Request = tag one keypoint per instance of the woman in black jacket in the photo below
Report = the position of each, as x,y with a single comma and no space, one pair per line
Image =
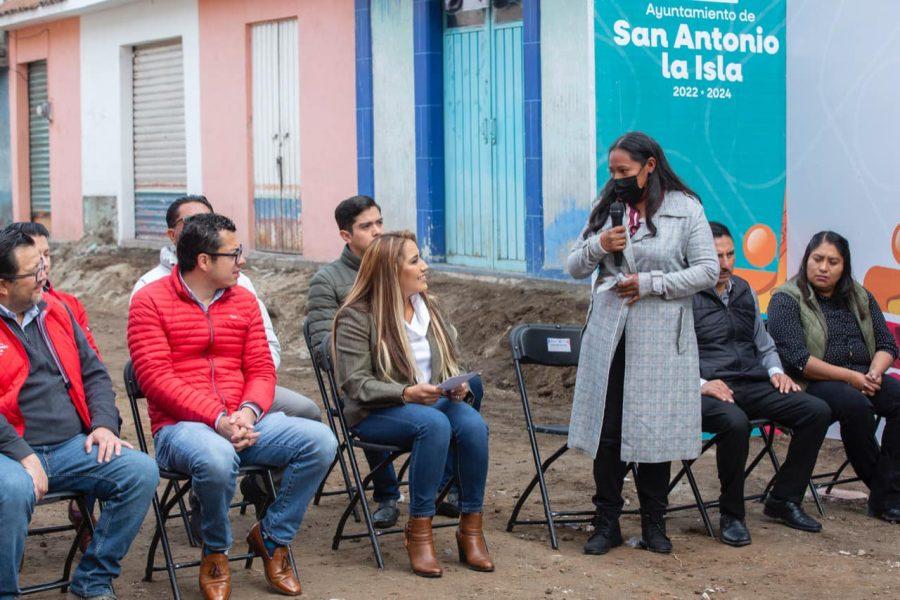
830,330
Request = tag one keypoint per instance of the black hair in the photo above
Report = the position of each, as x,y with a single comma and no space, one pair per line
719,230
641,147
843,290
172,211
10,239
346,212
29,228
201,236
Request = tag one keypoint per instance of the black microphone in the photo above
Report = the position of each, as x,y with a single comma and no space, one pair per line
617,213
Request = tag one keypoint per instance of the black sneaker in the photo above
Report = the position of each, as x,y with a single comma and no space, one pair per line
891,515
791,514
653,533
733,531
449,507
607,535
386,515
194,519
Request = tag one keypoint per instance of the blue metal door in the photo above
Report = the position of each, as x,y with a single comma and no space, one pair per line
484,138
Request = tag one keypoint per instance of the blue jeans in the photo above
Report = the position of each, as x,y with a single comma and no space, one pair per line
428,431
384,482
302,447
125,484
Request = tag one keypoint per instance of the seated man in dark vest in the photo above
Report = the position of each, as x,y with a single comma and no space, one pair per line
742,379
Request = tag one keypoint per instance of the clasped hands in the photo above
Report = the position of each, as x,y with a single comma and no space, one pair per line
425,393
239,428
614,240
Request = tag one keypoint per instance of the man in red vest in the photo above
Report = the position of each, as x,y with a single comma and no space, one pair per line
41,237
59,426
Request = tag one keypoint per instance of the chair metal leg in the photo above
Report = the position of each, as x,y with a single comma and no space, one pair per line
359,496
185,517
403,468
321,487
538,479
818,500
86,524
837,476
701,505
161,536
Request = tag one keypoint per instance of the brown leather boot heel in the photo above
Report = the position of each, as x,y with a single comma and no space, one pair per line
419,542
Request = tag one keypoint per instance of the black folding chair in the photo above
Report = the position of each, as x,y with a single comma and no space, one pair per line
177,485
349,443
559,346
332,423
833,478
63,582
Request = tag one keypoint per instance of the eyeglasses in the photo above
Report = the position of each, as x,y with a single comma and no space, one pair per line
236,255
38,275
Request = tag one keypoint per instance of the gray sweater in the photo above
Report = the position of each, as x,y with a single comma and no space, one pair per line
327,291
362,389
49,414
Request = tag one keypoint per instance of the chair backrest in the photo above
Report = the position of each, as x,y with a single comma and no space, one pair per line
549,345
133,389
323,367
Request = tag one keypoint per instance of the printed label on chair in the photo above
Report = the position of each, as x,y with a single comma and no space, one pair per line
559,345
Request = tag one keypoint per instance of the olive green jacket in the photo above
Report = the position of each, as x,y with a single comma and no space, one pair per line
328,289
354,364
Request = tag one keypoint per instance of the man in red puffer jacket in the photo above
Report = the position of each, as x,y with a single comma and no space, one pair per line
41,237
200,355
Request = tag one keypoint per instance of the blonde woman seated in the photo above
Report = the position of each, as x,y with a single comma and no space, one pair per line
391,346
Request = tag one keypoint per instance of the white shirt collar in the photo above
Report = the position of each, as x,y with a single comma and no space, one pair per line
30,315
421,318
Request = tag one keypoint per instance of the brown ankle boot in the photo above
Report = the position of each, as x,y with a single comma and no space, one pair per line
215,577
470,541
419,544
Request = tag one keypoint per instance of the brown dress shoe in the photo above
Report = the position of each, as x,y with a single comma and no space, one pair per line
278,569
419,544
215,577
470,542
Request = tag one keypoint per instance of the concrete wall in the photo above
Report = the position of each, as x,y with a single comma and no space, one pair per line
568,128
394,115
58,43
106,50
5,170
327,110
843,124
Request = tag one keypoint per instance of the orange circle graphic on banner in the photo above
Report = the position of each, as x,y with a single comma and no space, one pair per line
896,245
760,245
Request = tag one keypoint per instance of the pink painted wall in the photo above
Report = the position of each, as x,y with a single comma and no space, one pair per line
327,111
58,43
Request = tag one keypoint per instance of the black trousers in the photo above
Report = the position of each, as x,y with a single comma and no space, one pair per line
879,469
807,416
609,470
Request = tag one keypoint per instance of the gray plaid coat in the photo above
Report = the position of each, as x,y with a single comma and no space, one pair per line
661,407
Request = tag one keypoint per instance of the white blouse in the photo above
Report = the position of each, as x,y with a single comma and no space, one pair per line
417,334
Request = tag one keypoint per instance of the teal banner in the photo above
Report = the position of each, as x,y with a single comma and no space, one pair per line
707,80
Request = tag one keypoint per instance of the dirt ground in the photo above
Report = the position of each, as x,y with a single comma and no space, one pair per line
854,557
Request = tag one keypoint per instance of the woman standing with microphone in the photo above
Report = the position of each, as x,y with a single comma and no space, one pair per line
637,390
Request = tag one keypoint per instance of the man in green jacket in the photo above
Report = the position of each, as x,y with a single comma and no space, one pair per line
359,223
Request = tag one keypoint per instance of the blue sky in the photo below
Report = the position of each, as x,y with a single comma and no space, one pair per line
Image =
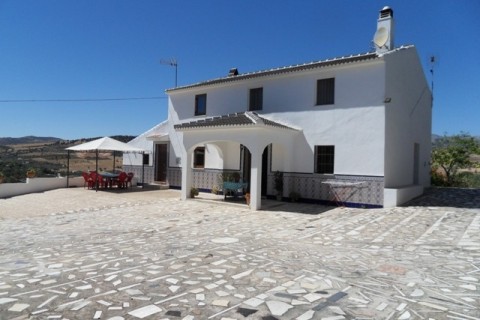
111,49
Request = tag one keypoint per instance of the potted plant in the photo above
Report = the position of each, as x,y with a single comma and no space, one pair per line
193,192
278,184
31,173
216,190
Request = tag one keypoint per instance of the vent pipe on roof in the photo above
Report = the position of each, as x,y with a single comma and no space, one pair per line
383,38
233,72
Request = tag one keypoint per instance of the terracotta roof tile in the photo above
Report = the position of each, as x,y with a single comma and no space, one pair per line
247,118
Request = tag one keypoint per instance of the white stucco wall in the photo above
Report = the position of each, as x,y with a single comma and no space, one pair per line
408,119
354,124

## Problem
Reproduce exactly and only the lines from the line that contains "Request = tag one keypoint per instance of the blue sky" to the end of the data above, both ends included. No pictures go in the copy.

## Result of the task
Request = tag one keypoint per instance of the blue sky in the photo below
Report = the position of each, as x,y with a single comma and no space, one pair per line
Image =
111,49
Request = tag one keypoint per instance of the potted plant in the photo above
Report = the position of each, as x,y with a single comma and no space, one pair per line
193,192
278,184
31,173
216,190
Request = tag one keypoint per instance of the vent pipe on roof in the photo above
Report = the position of each, as x,y with a single comma and no space, one pair per line
383,38
233,72
Request = tag one keypoint per instance of the terracotta roof tile in the photo above
Report = the position of each, as x,y with a single comma and no space, one pair per line
247,118
Request = tag one keypoint per instance of the white stucco wall in the photo above
Report = the position of each, as x,y with a single comma and no space, one pair per line
408,119
354,124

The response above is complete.